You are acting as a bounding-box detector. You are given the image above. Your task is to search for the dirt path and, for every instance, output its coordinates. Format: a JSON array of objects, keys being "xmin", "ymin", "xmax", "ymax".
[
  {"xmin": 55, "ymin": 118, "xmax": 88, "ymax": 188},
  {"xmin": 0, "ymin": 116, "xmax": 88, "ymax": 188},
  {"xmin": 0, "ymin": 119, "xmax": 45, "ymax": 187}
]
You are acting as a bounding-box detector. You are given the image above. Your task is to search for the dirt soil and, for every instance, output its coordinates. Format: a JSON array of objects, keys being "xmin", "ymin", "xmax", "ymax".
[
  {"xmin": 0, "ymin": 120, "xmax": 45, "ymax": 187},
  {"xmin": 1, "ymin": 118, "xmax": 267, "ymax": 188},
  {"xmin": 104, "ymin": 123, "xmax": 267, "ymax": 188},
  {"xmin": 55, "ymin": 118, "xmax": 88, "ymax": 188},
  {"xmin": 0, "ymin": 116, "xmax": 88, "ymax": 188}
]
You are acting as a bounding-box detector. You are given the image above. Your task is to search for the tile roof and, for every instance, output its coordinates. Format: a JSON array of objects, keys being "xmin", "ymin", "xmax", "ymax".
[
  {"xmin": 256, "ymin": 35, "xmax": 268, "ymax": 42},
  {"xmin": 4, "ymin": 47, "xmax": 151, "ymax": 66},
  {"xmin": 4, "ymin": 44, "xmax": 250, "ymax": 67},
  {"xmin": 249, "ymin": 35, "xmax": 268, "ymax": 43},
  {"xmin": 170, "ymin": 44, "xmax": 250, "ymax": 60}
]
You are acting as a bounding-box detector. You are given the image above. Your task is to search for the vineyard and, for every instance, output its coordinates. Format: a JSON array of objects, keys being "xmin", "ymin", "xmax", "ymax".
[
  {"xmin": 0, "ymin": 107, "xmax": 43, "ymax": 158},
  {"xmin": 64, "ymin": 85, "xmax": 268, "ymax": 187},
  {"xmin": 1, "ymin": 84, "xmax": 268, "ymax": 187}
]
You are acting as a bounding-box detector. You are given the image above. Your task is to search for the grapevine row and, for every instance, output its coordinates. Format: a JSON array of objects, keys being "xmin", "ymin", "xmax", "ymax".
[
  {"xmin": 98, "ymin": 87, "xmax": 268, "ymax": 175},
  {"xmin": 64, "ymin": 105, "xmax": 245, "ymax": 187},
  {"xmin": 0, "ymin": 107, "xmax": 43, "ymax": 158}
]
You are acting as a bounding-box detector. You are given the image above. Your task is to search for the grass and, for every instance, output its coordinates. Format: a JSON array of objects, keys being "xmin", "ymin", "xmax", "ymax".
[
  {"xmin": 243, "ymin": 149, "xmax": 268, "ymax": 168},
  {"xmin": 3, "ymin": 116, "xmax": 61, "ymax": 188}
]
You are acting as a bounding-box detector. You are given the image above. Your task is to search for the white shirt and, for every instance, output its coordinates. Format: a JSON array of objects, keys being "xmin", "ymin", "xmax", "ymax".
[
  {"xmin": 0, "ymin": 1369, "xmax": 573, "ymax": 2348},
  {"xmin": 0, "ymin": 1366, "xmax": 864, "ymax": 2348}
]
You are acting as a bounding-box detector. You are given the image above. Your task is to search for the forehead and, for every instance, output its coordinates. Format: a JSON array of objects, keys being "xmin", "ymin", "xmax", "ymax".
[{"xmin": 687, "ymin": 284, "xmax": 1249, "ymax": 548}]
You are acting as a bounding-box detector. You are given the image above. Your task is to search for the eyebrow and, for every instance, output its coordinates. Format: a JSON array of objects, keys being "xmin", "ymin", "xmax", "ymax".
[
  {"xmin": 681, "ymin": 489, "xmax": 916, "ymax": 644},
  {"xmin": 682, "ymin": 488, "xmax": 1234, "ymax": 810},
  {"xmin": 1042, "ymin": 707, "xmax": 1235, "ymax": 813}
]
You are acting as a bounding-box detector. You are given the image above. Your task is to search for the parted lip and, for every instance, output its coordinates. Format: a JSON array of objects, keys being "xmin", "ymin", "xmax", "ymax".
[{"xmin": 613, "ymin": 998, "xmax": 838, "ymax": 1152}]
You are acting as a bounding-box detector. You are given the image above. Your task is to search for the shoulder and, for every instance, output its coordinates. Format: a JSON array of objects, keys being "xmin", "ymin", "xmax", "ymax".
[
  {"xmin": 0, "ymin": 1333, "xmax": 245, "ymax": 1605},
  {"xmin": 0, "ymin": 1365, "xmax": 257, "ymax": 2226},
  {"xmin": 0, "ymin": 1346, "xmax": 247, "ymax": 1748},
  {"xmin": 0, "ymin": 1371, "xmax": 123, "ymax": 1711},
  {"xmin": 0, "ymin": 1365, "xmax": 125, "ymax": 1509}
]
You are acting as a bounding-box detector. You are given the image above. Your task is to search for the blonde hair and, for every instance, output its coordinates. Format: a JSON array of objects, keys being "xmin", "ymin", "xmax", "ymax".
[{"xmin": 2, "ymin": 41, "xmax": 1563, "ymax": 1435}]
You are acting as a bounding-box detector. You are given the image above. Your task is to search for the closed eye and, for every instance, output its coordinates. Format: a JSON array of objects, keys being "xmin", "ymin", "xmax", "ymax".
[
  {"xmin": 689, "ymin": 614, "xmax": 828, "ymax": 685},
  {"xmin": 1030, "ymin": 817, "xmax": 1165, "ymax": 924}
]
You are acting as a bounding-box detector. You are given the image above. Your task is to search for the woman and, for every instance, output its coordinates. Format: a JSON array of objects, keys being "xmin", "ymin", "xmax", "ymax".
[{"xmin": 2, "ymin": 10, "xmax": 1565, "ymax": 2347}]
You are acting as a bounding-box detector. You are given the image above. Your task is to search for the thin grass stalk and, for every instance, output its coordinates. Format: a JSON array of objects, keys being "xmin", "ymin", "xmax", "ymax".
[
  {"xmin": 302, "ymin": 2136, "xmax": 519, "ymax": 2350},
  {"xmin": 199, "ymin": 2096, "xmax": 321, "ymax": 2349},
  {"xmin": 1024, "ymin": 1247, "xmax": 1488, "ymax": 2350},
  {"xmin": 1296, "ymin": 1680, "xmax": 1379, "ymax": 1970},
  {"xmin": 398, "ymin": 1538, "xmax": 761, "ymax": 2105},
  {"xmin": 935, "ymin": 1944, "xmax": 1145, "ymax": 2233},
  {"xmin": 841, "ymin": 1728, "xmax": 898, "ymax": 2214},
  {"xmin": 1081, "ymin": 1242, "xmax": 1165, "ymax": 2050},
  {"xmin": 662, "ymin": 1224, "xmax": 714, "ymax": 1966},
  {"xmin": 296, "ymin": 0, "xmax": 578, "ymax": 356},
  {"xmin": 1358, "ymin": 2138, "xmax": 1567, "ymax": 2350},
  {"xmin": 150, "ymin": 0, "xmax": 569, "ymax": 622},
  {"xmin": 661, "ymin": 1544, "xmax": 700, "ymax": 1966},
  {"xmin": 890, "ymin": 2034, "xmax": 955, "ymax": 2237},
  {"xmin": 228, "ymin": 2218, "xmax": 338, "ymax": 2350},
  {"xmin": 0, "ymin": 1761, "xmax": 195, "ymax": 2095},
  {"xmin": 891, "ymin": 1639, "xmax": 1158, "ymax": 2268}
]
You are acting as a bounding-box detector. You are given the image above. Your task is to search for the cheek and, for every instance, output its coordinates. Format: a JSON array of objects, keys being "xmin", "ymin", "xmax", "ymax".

___

▸ **Task instructions**:
Now repeat the data exactly, keeping every line.

▸ **Response below**:
You are acting as a bounding-box detector. You are given the image above. Your task is to search for the dirt path and, for every instance, output its coordinates. Format: a JSON array of objects, keys being "xmin", "ymin", "xmax", "ymax".
[
  {"xmin": 55, "ymin": 118, "xmax": 88, "ymax": 188},
  {"xmin": 0, "ymin": 116, "xmax": 88, "ymax": 188},
  {"xmin": 0, "ymin": 119, "xmax": 45, "ymax": 187}
]
You are acting as a bounding-box detector. You are given the image above. Your task is to search for the dirt soil and, for every instance, output its coordinates. Format: a JSON array of objects, keys being "xmin", "ymin", "xmax", "ymax".
[
  {"xmin": 0, "ymin": 120, "xmax": 45, "ymax": 187},
  {"xmin": 1, "ymin": 118, "xmax": 267, "ymax": 188},
  {"xmin": 104, "ymin": 123, "xmax": 267, "ymax": 188},
  {"xmin": 55, "ymin": 118, "xmax": 88, "ymax": 188},
  {"xmin": 0, "ymin": 116, "xmax": 88, "ymax": 188}
]
You are acting as a bounding-box detector. You are given the image above. Your task is to search for the tile roof and, for every instance, output its coordinates. Format: a JSON array of objects, keys being "xmin", "ymin", "xmax", "ymax".
[
  {"xmin": 256, "ymin": 35, "xmax": 268, "ymax": 42},
  {"xmin": 4, "ymin": 47, "xmax": 151, "ymax": 66},
  {"xmin": 4, "ymin": 44, "xmax": 250, "ymax": 67},
  {"xmin": 249, "ymin": 35, "xmax": 268, "ymax": 43},
  {"xmin": 170, "ymin": 44, "xmax": 250, "ymax": 60}
]
You are acting as a bounding-box detector. You are given the image above. Your task is to search for the vineyard and, for every instance, output its coordinates. Format: a JSON array of objects, keys being "xmin", "ymin", "xmax", "ymax".
[
  {"xmin": 0, "ymin": 107, "xmax": 43, "ymax": 158},
  {"xmin": 64, "ymin": 85, "xmax": 268, "ymax": 187},
  {"xmin": 1, "ymin": 84, "xmax": 268, "ymax": 187}
]
You are acting as a bounding-box detector. You are given the image above. Your task is to search for the grapevine row and, for every instance, output its coordinates. Format: a JSON array of objects, keys being "xmin", "ymin", "xmax", "ymax".
[
  {"xmin": 98, "ymin": 87, "xmax": 268, "ymax": 175},
  {"xmin": 64, "ymin": 105, "xmax": 245, "ymax": 187},
  {"xmin": 0, "ymin": 107, "xmax": 43, "ymax": 158}
]
You are acting as a bounding-box detector. You are given the image above. Your task is to search for the grass and, for every instance, output its coordinates. Format: a JSON array of objects, keys being "xmin", "ymin", "xmax", "ymax".
[
  {"xmin": 243, "ymin": 149, "xmax": 268, "ymax": 168},
  {"xmin": 3, "ymin": 116, "xmax": 61, "ymax": 188}
]
You are acting as a bounding-box detector. You are given the image above. Your task is to search for the white shirt and, for every instance, output its coordinates. Format: a JSON array of objects, keys being "xmin", "ymin", "xmax", "ymax".
[
  {"xmin": 0, "ymin": 1369, "xmax": 573, "ymax": 2348},
  {"xmin": 0, "ymin": 1366, "xmax": 864, "ymax": 2348}
]
You are acting as a bounding-box detector. You are given the image above. Your task is to search for the forehead and, for every instance, output its coordinates. Format: a JSON array of objects, keys being "xmin", "ymin", "xmax", "ymax".
[{"xmin": 687, "ymin": 284, "xmax": 1249, "ymax": 548}]
You are acting as a bounding-box detector. You are given the image above. Your task is to search for the eyebrow and, for every instance, output its coordinates. Format: a JSON array of objects, keys being "xmin", "ymin", "xmax", "ymax".
[
  {"xmin": 681, "ymin": 489, "xmax": 916, "ymax": 644},
  {"xmin": 682, "ymin": 488, "xmax": 1234, "ymax": 810},
  {"xmin": 1042, "ymin": 707, "xmax": 1235, "ymax": 813}
]
You are acting as a bounding-box detector. You are given the image above. Your task is to search for the parted lip and, for every instance, output its coordinates. Format: a JSON array of objects, keys being "xmin", "ymin", "xmax", "ymax".
[{"xmin": 613, "ymin": 998, "xmax": 838, "ymax": 1152}]
You are acting as a bounding-box detector. You are given the image above. Your task is to search for the shoulder and, for every instance, output its coordinates. Format: a JSON array of objects, keys being "xmin", "ymin", "xmax", "ymax".
[
  {"xmin": 0, "ymin": 1333, "xmax": 245, "ymax": 1605},
  {"xmin": 0, "ymin": 1365, "xmax": 257, "ymax": 2226},
  {"xmin": 0, "ymin": 1346, "xmax": 247, "ymax": 1748},
  {"xmin": 0, "ymin": 1371, "xmax": 123, "ymax": 1711},
  {"xmin": 0, "ymin": 1365, "xmax": 125, "ymax": 1509}
]
You are acting as a bounding-box detector. You are given the image above. Your task is to search for the blonde hair and, for every instance, output its coordinates. Format: a JSON array of objects, keys being "xmin", "ymin", "xmax", "ymax".
[{"xmin": 2, "ymin": 41, "xmax": 1563, "ymax": 1435}]
You are acting as a bounding-box detector. You are given the image above. Your task is to search for the closed eye and, for every instance, output its coordinates. Format: a JSON array of objects, keys being "xmin", "ymin", "xmax", "ymax".
[
  {"xmin": 689, "ymin": 614, "xmax": 828, "ymax": 685},
  {"xmin": 1030, "ymin": 817, "xmax": 1165, "ymax": 924}
]
You are acting as a bounding-box detector. You are given the image above. Your task is to search for the woman and, for every instance, output its coordinates. Format: a JSON array of objects, keys being "xmin", "ymin", "xmax", "ymax".
[{"xmin": 2, "ymin": 10, "xmax": 1565, "ymax": 2347}]
You are acting as a bounding-box detector. You are given the image above. Your task is to search for the thin grass stalk and, for every instance, output its coordinates. Format: a JSON array of objects, keys being "xmin", "ymin", "xmax", "ymax".
[
  {"xmin": 302, "ymin": 2136, "xmax": 519, "ymax": 2350},
  {"xmin": 199, "ymin": 2096, "xmax": 321, "ymax": 2349},
  {"xmin": 1024, "ymin": 1247, "xmax": 1488, "ymax": 2350},
  {"xmin": 1296, "ymin": 1680, "xmax": 1379, "ymax": 1970},
  {"xmin": 398, "ymin": 1538, "xmax": 761, "ymax": 2105},
  {"xmin": 935, "ymin": 1944, "xmax": 1145, "ymax": 2233},
  {"xmin": 841, "ymin": 1728, "xmax": 898, "ymax": 2214},
  {"xmin": 1081, "ymin": 1242, "xmax": 1165, "ymax": 2050},
  {"xmin": 662, "ymin": 1224, "xmax": 714, "ymax": 1966},
  {"xmin": 296, "ymin": 0, "xmax": 578, "ymax": 356},
  {"xmin": 1358, "ymin": 2138, "xmax": 1567, "ymax": 2350},
  {"xmin": 150, "ymin": 0, "xmax": 569, "ymax": 622},
  {"xmin": 661, "ymin": 1544, "xmax": 700, "ymax": 1966},
  {"xmin": 890, "ymin": 2034, "xmax": 955, "ymax": 2237},
  {"xmin": 228, "ymin": 2218, "xmax": 338, "ymax": 2350},
  {"xmin": 0, "ymin": 1761, "xmax": 195, "ymax": 2095},
  {"xmin": 891, "ymin": 1639, "xmax": 1158, "ymax": 2268}
]
You are acting as a bounding-box detector. You are given the image above. Your task is to search for the cheek and, for every instance, output its coordinates. Format: a JSON array of objects, keys being "xmin", "ymin", "xmax", "ymax".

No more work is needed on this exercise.